Print the records again, character for character.
☆ ☆ ☆ ☆ ☆ ☆ ☆
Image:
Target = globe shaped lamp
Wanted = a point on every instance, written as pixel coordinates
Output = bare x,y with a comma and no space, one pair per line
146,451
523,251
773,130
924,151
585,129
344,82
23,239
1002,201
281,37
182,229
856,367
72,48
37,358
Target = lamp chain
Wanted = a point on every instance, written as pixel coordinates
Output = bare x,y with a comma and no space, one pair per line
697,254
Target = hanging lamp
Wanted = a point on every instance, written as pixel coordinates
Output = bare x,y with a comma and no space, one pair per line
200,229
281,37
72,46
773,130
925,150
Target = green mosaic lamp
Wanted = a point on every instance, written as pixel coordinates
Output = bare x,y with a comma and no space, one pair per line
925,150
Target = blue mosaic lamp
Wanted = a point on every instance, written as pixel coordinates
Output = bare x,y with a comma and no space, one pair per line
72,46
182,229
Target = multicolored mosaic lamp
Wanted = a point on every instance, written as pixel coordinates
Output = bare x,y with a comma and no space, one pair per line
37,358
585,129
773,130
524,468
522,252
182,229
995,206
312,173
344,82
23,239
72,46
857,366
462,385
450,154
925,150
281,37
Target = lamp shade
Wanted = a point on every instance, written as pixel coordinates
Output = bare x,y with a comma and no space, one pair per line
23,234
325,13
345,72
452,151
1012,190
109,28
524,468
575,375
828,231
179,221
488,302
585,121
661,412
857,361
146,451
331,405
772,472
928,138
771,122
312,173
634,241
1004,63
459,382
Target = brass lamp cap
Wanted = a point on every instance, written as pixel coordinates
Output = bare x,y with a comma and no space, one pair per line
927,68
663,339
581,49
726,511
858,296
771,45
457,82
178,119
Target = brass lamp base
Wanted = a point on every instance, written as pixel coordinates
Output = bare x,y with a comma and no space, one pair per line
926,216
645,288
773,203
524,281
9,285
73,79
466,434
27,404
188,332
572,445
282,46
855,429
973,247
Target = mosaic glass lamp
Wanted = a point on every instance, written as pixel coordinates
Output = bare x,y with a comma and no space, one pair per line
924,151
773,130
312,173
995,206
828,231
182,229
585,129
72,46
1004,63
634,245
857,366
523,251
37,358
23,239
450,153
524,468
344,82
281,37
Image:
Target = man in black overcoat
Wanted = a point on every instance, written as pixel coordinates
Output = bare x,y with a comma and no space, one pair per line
☆ ☆ ☆ ☆ ☆ ☆ ☆
**Solution**
Image:
Target = globe shaped lamp
Wanted = a point on every instance, written as pixel coordinates
Output = bare x,y with a comma and no space, one pair per line
146,451
523,251
773,130
924,151
585,129
344,82
23,239
1002,201
281,37
182,229
856,367
72,48
37,358
Target = lamp chain
Wanted = a point on every instance, written as pixel coordinates
Output = bare x,y with a comma and no space, one pair per line
697,254
Target = hanging lamp
Wanted = a point on every instance, written as pixel coordinates
Output = bare x,y with a comma and no space, one pair per line
200,229
281,37
72,46
773,130
925,150
Target = green mosaic lamp
Wanted = a point on every instance, written as pixel coordinates
Output = bare x,y with a comma and no space, one pair per line
925,150
Target = blue mosaic lamp
Wanted = a point on every instance, written as pixel coordinates
Output = bare x,y with a comma and no space, one pair per line
72,46
182,229
Target = multicolored mosaic lamp
Wanted = a point on every instance, written as pixel coordinates
Output = bare x,y with a comma and no space, one pair per line
37,358
585,129
773,130
524,468
522,252
182,229
995,206
312,173
344,82
23,239
72,46
857,366
462,385
450,154
925,150
281,37
Target = lamp shade
Wanted = a point on every instance, written as pixel coordinates
Output = bare x,y with a comma and no space, one pair per line
23,234
325,13
345,72
452,151
1012,190
109,28
524,468
575,375
828,231
179,221
488,302
585,121
661,412
857,361
146,451
331,405
772,472
928,138
771,122
312,173
634,241
1004,63
459,382
Target = brass lamp cap
Wanted = a point on every instance, written as pixel coordinates
Output = bare x,y with a comma and no space, one pair per line
927,68
663,339
581,49
726,511
858,296
771,45
457,82
178,119
Target = brass lamp base
Wanted = a point on every instance, written as pixel coordinates
Output = bare x,y with a comma and no space, one pair per line
926,216
645,288
773,203
524,281
9,285
73,79
466,434
27,404
188,332
572,445
282,46
855,429
973,247
Target = mosaic glass lamp
Wanted = a point on every instance, written as pixel coordinates
Output = bare x,y with a comma and no space, one pair per line
924,151
773,130
312,173
995,206
828,231
182,229
585,129
72,46
1004,63
634,245
857,366
523,251
37,358
23,239
450,153
524,468
344,82
281,37
Image:
Target = man in black overcoat
Wanted = a point on every instance, written as pixel coordinates
Output = bare x,y with a comma and no space, one pair per line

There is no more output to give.